* _Consigne de travail 1_: Résumez l'extrait source en deux phrases.
* _Consigne de travail 2_: Dressez la liste de toutes les années écrites en chiffres dans l'extrait source, dans leur ordre d'apparition.

* _Extrait source_:
● ● ● ●

Ces discussions acharnées autour des systèmes tarifaires, il les a déjà toutes vécues deux décennies avant l’introduction du TARMED. Il fait partie de ces personnes qu’on retrouve souvent en Valais: un fort engagement associé à un bon réseau, mais préférant rester en retrait.

Né en 1935, Jean-Pierre de Kalbermatten s’installe à Sion en avril 1969 après ses études de médecine. Il ouvre un cabinet de médecin de famille auquel il sera fidèle bien au-delà de l’âge de la retraite. Dans la foulée, il rejoint un groupe informel de médecins qui ne veulent pas se lier contractuellement aux caisses-maladie.

À cette époque, les conventions prévoient exclusivement le tiers payant. La facturation n’est pas adressée aux patients, mais directement et exclusivement aux caisses-maladie. Jean-Pierre de Kalbermatten se distancie de ce système au profit du tiers garant, avec lequel les caisses-maladie remboursent les factures aux patients lorsqu’ils les leur envoient. «Je souhaite entretenir une relation aussi directe que possible avec mes patients, et ce à tous les niveaux», ne cessera-t-il de répéter.

Cette attitude le pousse à entrer au comité de la SMVS en 1972. En 1974, il est élu président de la commission des intérêts professionnels. Celle-ci s’occupe des conditions-cadres pour les médecins dans le canton, et des conventions tarifaires avec les caisses-maladie. À sa tête, il mène une bataille pour laquelle aucune issue ne semble se dessiner. Il dénonce les conventions avec les caisses-maladie pour les renégocier et créer une nomenclature unique. La situation est tendue. Les médecins estiment que les conventions en place depuis 1966 devraient être révisées de toute urgence. De leur côté, les assureurs s’entendent comme chien et chat. Les uns ont leurs entrées au PLR, les autres au PDC. «Par moments, il n’était tout simplement pas possible d’organiser une séance où les deux camps étaient assis à la même table», confiera-t-il.

● ● ● ●

Données de localisation par point et par instance:
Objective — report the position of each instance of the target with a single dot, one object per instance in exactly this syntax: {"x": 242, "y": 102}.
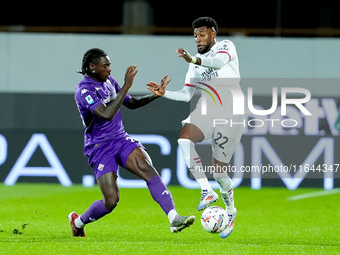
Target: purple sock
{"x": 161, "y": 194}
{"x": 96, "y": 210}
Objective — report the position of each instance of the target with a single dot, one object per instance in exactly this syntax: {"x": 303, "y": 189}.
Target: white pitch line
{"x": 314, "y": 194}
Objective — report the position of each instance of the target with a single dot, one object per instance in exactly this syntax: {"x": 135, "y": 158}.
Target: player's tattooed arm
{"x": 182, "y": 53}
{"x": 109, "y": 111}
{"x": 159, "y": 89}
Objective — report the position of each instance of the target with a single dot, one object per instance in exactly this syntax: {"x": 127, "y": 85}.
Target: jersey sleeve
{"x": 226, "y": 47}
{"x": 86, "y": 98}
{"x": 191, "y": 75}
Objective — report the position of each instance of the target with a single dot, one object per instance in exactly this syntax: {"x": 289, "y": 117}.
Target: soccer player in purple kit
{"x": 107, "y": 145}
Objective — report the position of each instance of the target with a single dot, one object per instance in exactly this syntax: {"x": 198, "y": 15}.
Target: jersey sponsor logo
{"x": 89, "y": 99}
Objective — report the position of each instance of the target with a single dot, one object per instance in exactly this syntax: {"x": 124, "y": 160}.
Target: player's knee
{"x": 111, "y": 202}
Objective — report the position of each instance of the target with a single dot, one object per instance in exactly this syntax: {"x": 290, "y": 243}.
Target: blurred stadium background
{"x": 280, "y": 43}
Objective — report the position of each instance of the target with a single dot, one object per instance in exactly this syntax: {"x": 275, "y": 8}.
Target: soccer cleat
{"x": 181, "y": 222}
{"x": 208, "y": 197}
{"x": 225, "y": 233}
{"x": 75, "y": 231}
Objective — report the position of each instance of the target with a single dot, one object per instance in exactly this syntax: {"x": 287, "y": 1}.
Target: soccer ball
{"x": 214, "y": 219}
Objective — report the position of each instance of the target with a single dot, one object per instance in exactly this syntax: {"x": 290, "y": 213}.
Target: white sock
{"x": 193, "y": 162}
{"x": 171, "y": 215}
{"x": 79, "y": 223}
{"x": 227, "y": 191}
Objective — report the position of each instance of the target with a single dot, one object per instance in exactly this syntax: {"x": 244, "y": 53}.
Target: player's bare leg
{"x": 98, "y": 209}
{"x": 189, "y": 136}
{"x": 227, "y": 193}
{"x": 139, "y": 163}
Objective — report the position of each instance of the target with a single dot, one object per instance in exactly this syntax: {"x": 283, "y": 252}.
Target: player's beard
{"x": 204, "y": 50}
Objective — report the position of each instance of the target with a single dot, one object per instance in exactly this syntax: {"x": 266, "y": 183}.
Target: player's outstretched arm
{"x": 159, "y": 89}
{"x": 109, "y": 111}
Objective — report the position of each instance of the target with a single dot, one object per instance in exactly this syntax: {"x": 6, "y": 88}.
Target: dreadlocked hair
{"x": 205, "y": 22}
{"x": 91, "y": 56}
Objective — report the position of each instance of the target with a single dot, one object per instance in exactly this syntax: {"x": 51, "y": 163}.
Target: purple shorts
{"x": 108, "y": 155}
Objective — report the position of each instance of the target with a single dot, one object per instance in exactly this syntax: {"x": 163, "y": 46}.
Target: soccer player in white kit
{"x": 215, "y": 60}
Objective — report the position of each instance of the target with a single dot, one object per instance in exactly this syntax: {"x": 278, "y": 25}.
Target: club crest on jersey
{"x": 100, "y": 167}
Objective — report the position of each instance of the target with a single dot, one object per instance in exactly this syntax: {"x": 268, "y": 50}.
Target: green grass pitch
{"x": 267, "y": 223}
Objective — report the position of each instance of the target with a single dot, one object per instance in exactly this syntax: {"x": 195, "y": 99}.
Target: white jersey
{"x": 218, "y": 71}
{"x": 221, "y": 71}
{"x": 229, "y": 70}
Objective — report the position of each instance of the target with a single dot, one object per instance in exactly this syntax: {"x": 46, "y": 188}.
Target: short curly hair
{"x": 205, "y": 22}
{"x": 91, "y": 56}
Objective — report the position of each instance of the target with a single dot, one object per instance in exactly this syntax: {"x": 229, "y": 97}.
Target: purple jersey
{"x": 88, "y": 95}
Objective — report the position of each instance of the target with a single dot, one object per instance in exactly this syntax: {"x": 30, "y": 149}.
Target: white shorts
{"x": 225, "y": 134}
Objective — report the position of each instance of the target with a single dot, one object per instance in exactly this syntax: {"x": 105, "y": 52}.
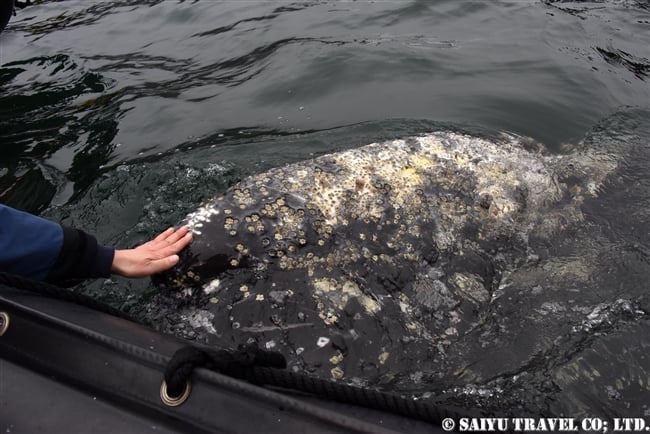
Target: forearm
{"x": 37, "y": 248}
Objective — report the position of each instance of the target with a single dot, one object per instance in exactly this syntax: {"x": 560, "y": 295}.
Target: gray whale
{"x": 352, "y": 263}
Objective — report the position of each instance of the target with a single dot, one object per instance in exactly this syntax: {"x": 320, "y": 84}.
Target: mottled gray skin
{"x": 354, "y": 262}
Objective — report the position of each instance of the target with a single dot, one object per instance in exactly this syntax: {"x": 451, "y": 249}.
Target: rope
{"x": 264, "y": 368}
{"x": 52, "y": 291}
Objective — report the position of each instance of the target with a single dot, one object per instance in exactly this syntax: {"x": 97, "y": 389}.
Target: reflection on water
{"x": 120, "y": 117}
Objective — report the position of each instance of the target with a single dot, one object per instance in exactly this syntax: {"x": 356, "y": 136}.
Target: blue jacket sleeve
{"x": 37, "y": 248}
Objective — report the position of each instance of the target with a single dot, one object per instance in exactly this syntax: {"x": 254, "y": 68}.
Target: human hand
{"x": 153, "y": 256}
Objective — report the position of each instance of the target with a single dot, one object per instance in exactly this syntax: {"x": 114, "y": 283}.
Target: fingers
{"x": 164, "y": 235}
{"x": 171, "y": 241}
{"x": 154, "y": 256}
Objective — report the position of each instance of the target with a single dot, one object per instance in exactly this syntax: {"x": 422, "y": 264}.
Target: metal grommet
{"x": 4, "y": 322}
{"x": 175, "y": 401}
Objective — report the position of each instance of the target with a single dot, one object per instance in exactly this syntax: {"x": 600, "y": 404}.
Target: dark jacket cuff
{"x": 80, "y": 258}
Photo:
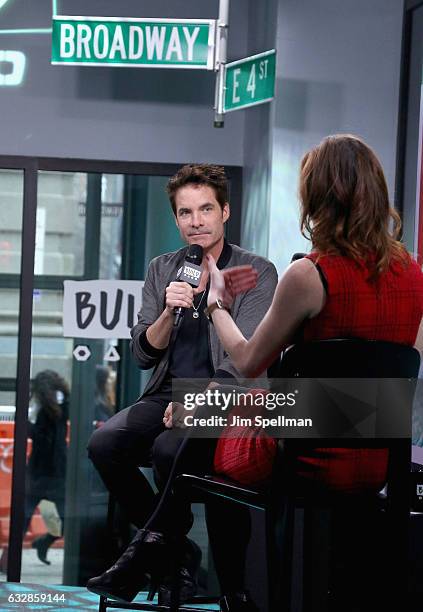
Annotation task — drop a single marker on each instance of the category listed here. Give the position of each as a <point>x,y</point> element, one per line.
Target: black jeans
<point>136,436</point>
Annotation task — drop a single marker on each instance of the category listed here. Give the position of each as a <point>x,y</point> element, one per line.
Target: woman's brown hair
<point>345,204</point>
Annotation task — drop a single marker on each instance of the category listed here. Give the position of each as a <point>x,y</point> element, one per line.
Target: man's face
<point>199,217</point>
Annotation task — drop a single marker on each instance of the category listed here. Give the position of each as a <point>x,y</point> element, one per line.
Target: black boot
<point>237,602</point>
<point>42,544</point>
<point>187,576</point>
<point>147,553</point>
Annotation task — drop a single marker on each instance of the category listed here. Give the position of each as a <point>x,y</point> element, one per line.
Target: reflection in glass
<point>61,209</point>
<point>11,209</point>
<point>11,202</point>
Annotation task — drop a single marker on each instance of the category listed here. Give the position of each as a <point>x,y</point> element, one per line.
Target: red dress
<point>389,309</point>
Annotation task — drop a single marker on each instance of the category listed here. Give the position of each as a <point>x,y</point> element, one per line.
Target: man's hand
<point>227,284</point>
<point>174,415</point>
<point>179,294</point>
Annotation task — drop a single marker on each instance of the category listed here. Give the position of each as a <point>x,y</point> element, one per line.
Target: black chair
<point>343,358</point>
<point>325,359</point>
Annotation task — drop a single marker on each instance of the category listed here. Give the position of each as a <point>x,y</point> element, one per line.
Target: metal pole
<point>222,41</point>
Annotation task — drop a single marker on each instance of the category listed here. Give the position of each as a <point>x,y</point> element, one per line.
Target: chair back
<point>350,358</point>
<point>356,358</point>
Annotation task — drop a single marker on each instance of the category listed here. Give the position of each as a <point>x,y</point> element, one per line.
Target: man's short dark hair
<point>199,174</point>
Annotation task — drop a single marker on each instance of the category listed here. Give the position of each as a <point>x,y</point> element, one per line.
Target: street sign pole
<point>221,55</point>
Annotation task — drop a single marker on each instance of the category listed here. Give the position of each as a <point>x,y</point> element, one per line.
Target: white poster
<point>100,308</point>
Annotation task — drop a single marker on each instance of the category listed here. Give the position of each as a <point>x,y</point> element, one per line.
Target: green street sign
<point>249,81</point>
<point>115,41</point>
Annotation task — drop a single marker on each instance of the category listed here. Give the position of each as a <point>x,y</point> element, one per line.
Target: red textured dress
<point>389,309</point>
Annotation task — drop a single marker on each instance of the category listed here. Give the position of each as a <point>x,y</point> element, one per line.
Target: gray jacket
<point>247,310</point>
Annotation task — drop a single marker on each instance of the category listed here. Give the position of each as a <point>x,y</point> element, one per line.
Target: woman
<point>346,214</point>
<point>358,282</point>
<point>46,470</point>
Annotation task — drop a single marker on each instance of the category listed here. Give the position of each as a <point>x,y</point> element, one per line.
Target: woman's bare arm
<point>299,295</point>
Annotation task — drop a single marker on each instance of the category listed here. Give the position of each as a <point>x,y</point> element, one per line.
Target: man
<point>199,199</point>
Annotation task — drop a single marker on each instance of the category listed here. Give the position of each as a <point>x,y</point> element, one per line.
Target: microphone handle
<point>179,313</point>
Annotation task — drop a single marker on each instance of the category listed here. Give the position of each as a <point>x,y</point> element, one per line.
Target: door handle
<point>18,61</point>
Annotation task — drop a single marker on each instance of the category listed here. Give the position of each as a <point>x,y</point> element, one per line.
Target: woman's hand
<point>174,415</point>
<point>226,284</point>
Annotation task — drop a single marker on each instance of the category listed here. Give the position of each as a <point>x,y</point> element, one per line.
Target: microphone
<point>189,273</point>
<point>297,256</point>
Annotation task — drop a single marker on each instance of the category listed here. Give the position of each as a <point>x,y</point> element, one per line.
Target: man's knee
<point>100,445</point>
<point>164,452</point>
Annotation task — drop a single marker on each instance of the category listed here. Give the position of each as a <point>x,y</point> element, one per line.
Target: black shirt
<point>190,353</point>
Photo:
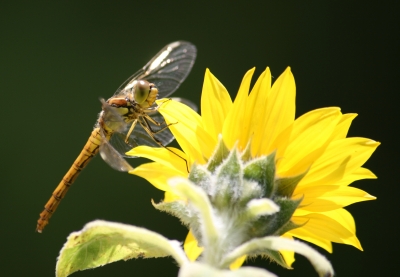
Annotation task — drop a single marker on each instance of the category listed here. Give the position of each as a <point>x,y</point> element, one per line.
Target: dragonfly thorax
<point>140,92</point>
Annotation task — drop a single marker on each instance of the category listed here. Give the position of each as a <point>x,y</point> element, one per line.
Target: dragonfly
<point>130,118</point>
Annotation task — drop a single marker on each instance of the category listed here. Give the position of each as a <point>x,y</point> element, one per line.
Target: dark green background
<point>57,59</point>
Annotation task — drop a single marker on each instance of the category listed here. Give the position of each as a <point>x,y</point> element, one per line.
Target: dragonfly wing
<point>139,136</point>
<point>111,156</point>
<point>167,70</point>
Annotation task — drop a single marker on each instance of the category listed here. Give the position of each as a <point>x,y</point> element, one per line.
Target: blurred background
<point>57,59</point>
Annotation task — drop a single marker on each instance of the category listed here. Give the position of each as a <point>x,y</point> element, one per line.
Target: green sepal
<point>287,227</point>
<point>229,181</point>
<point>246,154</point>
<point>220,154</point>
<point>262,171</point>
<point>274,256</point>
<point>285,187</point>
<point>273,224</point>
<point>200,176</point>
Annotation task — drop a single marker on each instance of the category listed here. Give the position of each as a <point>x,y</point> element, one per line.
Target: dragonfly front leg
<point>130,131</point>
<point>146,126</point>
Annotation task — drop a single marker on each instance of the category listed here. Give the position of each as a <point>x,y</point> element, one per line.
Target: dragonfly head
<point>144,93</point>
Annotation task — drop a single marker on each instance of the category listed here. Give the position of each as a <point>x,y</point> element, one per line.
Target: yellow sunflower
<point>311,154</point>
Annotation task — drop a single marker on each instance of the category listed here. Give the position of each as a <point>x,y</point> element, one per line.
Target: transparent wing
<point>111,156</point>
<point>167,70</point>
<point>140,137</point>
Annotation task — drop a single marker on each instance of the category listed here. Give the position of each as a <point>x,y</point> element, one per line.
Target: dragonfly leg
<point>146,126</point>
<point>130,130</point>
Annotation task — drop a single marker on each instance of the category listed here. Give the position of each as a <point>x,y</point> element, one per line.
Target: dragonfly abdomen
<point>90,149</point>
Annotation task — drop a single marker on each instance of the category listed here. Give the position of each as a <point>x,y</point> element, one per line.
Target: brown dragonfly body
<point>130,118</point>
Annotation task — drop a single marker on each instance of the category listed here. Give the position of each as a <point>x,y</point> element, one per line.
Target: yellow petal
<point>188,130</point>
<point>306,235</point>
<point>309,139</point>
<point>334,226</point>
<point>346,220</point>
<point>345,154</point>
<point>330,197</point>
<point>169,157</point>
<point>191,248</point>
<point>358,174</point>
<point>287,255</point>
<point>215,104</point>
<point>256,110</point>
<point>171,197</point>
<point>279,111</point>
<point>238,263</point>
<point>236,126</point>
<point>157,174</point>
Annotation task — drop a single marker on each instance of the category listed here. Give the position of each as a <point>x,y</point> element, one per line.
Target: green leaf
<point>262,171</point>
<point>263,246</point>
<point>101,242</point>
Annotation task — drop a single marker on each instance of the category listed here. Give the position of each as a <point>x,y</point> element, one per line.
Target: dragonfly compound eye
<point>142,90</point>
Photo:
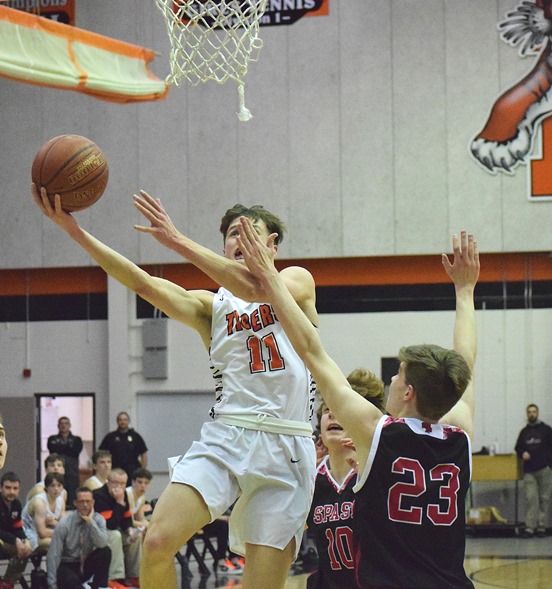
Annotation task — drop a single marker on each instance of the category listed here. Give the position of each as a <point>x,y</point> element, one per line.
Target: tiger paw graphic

● ● ● ●

* _Réponse 1_: Installé à Sion en 1969 comme médecin de famille, Jean-Pierre de Kalbermatten se distancie du tiers payant, alors seul prévu par les conventions, au profit du tiers garant, en affirmant vouloir une relation aussi directe que possible avec ses patients. Entré au comité de la SMVS en 1972 puis élu en 1974 président de la commission des intérêts professionnels, il dénonce les conventions avec les caisses-maladie pour les renégocier et créer une nomenclature unique, dans une situation tendue où les assureurs eux-mêmes s'entendent comme chien et chat.

* _Réponse 2_: 1935, 1969, 1972, 1974, 1966